DATASET RECORDS:

***

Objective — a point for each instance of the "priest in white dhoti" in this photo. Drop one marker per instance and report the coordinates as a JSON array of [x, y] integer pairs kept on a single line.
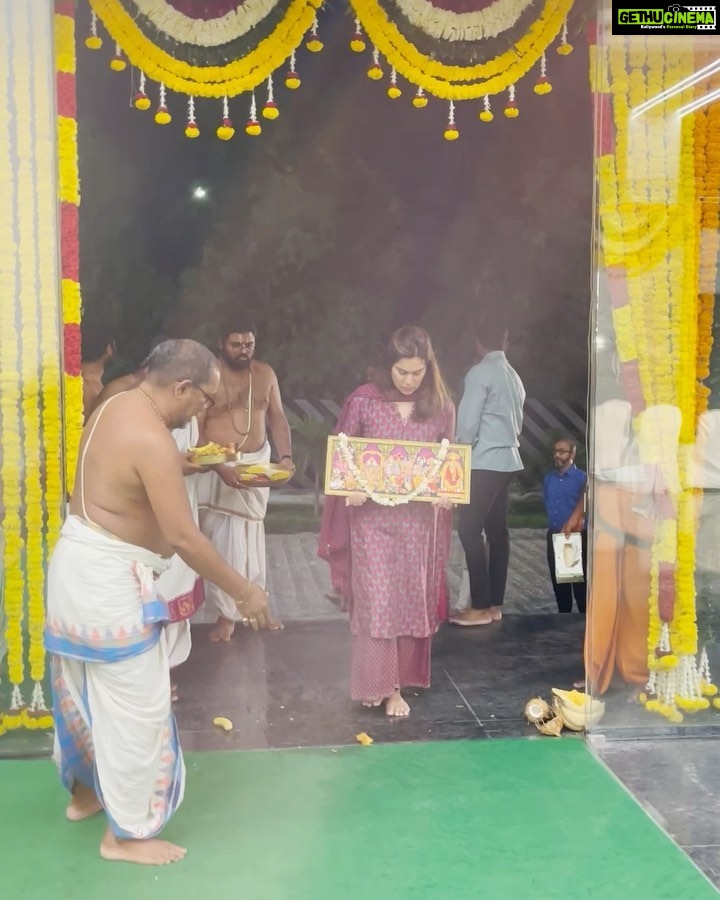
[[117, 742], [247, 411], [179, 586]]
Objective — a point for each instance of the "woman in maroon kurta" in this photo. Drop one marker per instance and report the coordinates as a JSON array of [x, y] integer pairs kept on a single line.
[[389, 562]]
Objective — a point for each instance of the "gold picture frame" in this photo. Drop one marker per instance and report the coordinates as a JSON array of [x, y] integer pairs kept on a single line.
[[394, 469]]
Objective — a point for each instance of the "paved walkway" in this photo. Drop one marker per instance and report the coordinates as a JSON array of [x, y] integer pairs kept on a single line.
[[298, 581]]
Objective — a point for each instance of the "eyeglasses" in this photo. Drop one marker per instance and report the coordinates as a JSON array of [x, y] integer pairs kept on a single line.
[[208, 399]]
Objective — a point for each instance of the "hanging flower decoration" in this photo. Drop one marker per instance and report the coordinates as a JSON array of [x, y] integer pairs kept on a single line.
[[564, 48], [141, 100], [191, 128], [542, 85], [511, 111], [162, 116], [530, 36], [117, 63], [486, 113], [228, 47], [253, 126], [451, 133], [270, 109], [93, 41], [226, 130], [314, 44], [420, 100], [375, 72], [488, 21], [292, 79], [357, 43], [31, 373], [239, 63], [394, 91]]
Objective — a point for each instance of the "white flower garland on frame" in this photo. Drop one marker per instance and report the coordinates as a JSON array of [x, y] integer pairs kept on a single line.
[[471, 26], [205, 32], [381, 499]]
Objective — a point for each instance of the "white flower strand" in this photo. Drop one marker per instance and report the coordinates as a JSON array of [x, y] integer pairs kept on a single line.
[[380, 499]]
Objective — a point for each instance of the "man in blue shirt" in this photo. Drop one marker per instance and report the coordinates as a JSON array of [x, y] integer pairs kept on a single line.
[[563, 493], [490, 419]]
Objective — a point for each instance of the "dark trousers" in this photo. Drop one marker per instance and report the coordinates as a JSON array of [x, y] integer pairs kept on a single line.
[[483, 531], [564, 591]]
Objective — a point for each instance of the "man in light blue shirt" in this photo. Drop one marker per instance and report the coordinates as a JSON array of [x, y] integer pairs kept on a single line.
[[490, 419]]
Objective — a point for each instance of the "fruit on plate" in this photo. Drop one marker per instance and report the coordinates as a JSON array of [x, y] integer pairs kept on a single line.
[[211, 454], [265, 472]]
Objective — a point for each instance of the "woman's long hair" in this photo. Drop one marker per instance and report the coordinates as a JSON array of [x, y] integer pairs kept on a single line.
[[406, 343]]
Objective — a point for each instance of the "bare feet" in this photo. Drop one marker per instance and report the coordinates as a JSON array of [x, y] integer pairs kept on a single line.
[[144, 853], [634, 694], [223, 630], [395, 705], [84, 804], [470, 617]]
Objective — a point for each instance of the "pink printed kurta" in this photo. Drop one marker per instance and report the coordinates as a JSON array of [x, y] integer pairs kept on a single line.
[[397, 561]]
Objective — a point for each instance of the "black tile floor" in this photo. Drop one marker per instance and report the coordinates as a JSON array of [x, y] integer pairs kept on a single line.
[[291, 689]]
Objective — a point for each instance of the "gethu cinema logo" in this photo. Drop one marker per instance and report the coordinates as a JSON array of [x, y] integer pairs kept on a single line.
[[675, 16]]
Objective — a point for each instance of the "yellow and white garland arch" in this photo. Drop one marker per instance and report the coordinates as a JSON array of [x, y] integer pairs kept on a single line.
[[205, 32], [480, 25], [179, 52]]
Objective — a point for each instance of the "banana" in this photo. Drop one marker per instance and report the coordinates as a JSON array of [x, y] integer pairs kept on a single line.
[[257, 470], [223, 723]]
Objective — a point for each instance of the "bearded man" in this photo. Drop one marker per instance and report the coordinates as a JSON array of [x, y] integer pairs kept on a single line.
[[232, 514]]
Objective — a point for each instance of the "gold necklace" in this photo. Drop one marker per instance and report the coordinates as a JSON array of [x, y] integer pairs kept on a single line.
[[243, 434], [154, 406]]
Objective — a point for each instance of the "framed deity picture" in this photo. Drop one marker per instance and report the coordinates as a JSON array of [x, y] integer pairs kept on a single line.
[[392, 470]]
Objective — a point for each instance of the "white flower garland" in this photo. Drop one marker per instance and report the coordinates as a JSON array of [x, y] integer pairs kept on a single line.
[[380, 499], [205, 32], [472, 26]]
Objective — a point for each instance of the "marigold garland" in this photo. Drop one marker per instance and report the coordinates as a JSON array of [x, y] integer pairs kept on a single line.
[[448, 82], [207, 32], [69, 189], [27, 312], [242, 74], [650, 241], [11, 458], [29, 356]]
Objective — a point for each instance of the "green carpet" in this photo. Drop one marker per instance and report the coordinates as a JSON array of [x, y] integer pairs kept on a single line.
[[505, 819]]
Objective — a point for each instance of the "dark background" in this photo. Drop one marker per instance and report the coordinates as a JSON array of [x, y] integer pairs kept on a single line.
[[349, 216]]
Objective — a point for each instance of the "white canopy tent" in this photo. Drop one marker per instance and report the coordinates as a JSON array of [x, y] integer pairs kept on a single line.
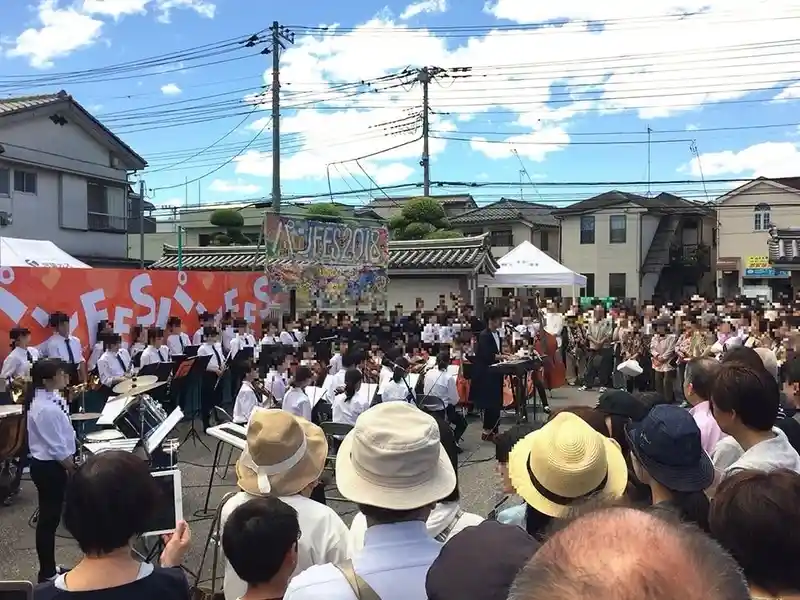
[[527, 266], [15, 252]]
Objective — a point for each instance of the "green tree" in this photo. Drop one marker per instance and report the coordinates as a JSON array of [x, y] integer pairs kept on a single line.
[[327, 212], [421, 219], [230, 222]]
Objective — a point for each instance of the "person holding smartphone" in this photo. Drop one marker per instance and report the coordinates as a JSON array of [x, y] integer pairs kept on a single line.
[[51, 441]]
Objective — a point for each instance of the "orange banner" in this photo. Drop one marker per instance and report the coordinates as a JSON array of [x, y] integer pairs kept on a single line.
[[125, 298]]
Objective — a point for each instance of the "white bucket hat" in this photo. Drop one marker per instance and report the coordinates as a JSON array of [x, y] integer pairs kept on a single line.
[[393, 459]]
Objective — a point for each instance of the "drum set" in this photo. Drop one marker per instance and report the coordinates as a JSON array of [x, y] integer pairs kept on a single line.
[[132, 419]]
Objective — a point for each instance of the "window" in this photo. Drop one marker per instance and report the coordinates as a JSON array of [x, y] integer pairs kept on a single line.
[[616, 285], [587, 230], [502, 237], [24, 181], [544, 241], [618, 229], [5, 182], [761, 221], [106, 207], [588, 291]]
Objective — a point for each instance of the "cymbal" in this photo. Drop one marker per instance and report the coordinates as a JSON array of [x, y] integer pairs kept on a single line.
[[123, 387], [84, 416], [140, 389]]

***

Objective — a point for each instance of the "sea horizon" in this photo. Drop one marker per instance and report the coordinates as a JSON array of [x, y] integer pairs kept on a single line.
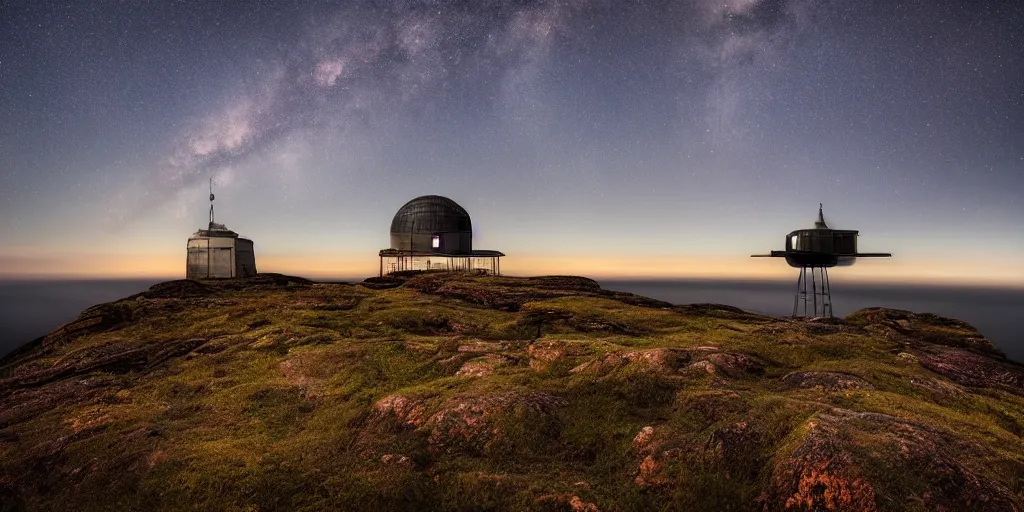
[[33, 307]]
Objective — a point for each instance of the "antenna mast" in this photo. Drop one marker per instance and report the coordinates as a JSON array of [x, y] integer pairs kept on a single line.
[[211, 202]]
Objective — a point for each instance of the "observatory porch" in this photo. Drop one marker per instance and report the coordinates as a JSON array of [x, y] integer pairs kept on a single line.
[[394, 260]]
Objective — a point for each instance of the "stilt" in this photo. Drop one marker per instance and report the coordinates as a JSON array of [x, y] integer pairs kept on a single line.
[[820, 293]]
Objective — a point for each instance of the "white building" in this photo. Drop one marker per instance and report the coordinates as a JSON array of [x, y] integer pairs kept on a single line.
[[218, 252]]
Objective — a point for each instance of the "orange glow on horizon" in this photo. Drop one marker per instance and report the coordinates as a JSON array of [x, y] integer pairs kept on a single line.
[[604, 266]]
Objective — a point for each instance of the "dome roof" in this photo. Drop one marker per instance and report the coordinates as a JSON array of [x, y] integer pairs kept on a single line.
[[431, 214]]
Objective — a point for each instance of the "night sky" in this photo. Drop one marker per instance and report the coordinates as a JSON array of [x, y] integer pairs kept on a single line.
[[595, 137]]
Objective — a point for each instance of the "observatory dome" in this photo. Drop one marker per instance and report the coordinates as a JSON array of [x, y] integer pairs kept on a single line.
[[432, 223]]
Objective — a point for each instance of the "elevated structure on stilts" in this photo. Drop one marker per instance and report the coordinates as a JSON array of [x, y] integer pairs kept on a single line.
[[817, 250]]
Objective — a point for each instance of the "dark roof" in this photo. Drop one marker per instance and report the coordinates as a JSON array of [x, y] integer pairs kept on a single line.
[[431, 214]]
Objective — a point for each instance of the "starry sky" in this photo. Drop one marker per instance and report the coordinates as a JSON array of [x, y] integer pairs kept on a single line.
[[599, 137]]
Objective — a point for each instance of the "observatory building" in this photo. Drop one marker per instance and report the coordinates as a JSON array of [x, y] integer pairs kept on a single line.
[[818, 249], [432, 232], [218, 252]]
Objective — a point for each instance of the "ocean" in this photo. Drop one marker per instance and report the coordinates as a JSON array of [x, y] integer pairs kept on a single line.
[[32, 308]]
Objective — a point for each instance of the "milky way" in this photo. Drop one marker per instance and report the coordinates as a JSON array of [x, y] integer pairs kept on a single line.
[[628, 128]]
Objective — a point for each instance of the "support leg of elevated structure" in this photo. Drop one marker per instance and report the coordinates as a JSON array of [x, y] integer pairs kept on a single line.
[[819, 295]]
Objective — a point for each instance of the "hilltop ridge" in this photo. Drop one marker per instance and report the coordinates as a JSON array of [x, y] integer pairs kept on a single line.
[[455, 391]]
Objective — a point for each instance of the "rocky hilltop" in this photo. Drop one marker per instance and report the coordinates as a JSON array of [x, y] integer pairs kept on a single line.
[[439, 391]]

***

Pick out each line of the material above that contains the word "dark" and copy those lines in full. Case counts, so skip any line where the word has different capital letters.

THE ANSWER:
Objective — a point for each instance of the "dark trousers" in this photo. Drop one marker per instance and report the coordinates as a JSON array of [x, y] integer pairs kept on a single line.
Objective — a point for each instance of the "dark background" in this photo. Drop one marker per instance and report the coordinates as a JSON array of [x, y] integer pairs kept on a single line.
Objective — a point for each instance of the "dark roof" in this photo. Drop one marker per instance and report the coordinates as a JSON array of [x, y] integer pairs kept on a single line.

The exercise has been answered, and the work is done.